READING PASSAGE:
■ ■ ■ ■ ■ ■ ■

Range acquisition methods can be broadly classified into optical and non-optical. Non-optical methods provide accurate single point depth measurements but require expensive computations and scanners to provide a dense depth map. Optical techniques are able to do this by retrieving depth from 2D images. Optical methods are divided into Active and Passive. Passive techniques are further divided into binocular and monocular techniques. Some common binocular methods include Depth from Stereo and Structure from Motion Parallax. The monocular vision techniques are Shape from Shading, Shape from Silhouettes, Depth from Focus and Depth from Defocus. There have been many previous attempts at Depth from Defocus. Pentland [1] was the first to use multiple images His technique was based on a multiple image, frequency domain technique, where two images of the same scene captured using different aperture settings (smaller aperture to capture a focused image and a larger aperture to capture a defocused image) were used to estimate the amount of defocus. In 1993, Ens and Lawrence [2] proposed a spatial domain technique based on a matrix regularization approach to recover depth information from two defocused images. Their method was stated as an alternative approach to that of the inverse filtering methods advocated by Pentland. In 2007, a neural network based technique was suggested by Jong [3] which estimated the spread parameter σ of the Gaussian point spread function in the spatial domain. The model was based on a supervised learning network that employed the Radial Basis Function (RBF). Further explanation of depth from defocus can be found in [4,5,6], and a text book [7].

■ ■ ■ ■ ■ ■ ■

RECORDS:
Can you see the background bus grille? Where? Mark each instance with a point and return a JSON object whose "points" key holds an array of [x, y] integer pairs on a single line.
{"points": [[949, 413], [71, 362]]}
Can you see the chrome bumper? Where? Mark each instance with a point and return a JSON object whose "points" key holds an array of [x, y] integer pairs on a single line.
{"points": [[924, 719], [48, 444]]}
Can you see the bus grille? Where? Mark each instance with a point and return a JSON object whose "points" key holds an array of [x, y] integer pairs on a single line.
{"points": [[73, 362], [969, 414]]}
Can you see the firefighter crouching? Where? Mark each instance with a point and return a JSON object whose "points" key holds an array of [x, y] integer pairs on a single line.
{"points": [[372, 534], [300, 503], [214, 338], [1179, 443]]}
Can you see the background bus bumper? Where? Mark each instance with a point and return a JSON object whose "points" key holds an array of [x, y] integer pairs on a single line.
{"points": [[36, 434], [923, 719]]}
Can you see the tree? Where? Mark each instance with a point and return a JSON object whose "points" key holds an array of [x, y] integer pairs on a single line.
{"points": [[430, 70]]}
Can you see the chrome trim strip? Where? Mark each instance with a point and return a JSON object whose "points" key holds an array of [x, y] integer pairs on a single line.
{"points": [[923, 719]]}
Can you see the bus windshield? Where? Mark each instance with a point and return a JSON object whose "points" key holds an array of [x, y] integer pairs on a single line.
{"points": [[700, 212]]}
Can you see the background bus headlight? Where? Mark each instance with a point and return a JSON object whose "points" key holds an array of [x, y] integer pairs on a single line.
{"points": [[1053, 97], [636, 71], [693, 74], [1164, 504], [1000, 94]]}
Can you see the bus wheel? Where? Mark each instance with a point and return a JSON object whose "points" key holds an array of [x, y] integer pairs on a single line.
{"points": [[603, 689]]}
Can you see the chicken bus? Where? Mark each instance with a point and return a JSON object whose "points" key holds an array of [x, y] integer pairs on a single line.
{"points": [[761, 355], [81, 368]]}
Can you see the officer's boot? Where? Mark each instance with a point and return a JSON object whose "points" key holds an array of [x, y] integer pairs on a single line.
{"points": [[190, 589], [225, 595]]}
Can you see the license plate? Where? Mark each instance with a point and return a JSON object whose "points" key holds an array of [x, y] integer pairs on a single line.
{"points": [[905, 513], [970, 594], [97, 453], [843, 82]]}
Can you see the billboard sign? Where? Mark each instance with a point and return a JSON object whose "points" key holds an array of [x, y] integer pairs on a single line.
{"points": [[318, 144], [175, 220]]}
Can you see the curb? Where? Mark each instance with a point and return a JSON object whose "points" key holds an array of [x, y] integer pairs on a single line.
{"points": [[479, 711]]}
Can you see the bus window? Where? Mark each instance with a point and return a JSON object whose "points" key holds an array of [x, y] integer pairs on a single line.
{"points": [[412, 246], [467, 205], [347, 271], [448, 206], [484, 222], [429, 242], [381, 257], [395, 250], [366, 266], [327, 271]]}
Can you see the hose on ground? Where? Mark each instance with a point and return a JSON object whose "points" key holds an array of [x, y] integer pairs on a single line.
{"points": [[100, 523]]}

■ ■ ■ ■ ■ ■ ■

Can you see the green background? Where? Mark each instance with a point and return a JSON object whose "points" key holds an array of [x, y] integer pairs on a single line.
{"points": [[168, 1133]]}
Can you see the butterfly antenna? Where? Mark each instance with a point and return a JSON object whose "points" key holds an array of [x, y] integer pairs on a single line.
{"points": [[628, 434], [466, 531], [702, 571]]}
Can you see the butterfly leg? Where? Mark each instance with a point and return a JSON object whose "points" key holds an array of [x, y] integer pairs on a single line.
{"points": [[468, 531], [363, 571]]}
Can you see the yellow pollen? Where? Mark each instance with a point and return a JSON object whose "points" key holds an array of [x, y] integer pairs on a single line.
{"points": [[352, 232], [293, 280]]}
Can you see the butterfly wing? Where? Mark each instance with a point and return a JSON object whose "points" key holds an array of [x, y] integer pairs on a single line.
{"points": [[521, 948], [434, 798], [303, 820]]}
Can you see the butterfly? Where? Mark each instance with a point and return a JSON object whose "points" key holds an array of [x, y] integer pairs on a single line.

■ ■ ■ ■ ■ ■ ■

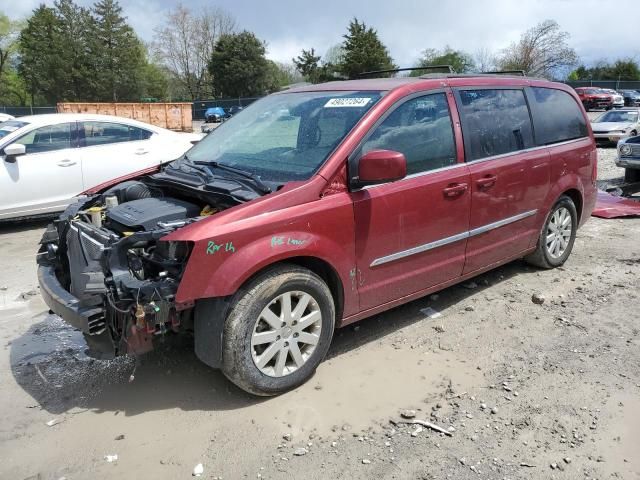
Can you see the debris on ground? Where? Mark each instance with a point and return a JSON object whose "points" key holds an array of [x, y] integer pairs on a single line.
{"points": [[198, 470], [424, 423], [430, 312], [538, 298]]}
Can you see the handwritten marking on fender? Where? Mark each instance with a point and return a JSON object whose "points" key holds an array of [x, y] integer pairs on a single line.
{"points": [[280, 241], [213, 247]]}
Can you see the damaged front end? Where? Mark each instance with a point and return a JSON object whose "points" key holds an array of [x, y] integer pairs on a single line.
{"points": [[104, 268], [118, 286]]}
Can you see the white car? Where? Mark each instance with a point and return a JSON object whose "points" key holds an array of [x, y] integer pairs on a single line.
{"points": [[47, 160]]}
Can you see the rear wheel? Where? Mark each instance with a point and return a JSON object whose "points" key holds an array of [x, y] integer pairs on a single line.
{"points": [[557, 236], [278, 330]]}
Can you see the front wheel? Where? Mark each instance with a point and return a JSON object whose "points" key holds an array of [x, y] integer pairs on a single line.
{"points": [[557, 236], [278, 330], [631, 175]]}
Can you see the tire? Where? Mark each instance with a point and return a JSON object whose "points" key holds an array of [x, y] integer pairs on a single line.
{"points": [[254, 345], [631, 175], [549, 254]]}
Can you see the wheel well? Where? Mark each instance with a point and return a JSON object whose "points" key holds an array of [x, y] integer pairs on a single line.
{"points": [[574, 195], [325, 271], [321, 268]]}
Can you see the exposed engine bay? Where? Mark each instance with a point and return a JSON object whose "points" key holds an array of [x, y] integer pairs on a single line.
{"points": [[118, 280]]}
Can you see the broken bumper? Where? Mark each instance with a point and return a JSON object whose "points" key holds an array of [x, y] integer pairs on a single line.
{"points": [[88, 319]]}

■ ■ ■ ■ ■ ■ ■

DIRECTIVES:
a) In the passage on depth from defocus, decide whether each statement agrees with it, answering yes or no and quoting the deciding words. (i) Passive techniques are split into binocular and monocular techniques. (ii) Ens and Lawrence proposed a frequency domain technique. (iii) The model suggested by Jong employed the Radial Basis Function.
b) Carry on the passage on depth from defocus, starting after its final sentence.

RESULTS FOR THE EXERCISE:
a)
(i) Yes: "Passive techniques are further divided into binocular and monocular techniques."
(ii) No: "In 1993, Ens and Lawrence [2] proposed a spatial domain technique based on a matrix regularization approach to recover depth information from two defocused images."
(iii) Yes: "The model was based on a supervised learning network that employed the Radial Basis Function (RBF)."

b)
1.1 Objective

In this study we make use of the depth from defocus (DfD) technique. DfD differs from depth from focus, in that it requires only two differently focused images of the scene to be taken. The images are then segmented into subsections for which we estimate the degree to which it has been blurred. In a particular scene different regions are at different distances from the lens aperture, as a result of this the lens is unable to focus the light emanated by all the points in the scene. Once blur has been measured for the corresponding subsections of the two images, relative depth is calculated utilizing this blur parameters of the two images. The primary obstacle is to develop a system which can predict the degree to which segments are blurred irrespective of the texture within that segment. A feedforward multilayer neural network was used to predict the blur. The advantage of using such a system is its ability to generalize and respond to unexpected inputs/textures.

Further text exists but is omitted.